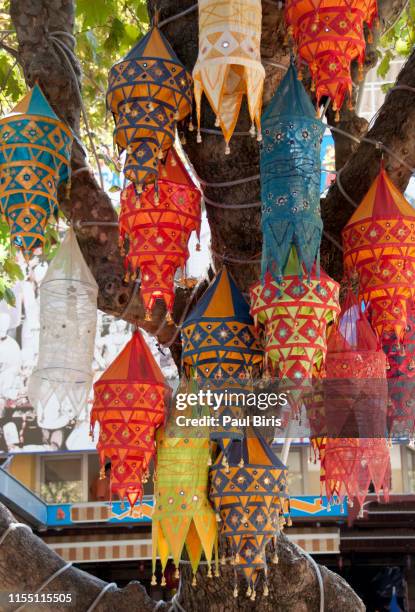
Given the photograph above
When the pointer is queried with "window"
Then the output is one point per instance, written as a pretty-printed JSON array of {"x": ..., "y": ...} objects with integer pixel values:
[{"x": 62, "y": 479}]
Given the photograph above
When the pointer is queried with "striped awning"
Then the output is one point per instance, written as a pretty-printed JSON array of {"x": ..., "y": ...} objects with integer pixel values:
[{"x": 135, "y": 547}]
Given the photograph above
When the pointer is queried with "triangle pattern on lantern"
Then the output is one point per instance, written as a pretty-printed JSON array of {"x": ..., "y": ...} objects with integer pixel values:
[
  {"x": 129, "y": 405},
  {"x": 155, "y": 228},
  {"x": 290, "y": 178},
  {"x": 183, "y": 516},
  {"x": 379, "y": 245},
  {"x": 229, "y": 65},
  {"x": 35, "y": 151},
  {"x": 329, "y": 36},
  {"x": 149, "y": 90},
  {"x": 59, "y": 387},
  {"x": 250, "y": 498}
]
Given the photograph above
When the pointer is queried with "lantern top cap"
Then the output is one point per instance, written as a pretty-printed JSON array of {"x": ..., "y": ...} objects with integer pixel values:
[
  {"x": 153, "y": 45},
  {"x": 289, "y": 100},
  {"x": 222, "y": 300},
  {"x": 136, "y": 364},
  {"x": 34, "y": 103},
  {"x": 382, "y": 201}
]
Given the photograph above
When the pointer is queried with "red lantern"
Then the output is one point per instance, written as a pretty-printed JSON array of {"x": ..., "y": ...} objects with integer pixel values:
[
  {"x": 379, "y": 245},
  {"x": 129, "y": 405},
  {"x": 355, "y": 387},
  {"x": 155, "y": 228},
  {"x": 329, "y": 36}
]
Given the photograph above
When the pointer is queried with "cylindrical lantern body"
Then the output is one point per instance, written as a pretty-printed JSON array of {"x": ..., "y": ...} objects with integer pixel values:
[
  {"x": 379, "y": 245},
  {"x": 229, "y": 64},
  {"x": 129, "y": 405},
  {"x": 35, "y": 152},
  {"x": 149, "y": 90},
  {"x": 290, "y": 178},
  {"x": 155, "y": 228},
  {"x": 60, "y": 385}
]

^^^^^^^^

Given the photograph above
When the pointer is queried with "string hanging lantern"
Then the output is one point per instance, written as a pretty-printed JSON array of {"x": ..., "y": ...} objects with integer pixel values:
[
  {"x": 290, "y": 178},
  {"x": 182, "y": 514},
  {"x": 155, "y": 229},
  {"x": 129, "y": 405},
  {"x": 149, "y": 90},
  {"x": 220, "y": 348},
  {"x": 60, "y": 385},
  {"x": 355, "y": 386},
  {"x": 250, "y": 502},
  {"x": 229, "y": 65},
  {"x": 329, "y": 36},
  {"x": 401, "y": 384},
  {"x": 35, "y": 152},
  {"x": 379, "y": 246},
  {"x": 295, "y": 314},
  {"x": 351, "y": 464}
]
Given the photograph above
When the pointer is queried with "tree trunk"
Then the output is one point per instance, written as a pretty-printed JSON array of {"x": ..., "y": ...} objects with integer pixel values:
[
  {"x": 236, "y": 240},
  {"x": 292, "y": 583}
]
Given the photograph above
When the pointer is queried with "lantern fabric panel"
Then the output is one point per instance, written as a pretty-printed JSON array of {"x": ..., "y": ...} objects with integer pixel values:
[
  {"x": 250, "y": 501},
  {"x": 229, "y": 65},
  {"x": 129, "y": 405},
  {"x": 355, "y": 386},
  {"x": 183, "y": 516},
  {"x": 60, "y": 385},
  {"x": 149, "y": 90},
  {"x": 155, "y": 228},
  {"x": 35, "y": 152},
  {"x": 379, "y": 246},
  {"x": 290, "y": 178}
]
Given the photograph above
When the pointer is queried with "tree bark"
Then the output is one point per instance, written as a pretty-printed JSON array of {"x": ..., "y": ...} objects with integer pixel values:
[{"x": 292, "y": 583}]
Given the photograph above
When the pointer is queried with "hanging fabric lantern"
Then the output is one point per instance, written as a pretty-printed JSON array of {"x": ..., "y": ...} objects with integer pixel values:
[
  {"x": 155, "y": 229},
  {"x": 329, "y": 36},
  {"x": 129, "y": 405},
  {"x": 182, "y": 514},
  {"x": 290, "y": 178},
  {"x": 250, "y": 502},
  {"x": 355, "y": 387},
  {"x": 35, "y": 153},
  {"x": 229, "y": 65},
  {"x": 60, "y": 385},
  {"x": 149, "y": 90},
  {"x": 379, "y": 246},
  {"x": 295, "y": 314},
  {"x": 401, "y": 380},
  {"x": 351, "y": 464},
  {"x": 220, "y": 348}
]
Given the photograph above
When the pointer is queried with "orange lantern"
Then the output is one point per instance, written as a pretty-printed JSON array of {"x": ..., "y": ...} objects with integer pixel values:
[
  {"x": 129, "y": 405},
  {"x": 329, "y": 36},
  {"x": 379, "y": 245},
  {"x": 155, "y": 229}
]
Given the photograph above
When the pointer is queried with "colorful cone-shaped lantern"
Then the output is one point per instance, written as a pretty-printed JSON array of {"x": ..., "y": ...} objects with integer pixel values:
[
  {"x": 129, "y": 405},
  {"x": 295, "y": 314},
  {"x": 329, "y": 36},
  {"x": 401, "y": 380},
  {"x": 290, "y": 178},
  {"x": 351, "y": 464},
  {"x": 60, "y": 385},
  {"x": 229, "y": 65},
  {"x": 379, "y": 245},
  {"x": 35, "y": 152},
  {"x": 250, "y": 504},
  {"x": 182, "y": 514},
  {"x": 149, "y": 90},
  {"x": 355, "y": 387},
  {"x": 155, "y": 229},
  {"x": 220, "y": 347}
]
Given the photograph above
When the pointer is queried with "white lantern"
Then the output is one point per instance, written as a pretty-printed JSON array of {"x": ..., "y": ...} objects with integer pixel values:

^^^^^^^^

Which lines of the entries above contain the word "hanging"? Report each such line in full, and treat the match as case-sensitive.

> _Written response_:
When the pointer is queried with "string hanging lantern"
When the pointer is queried with "hanging fabric lantern"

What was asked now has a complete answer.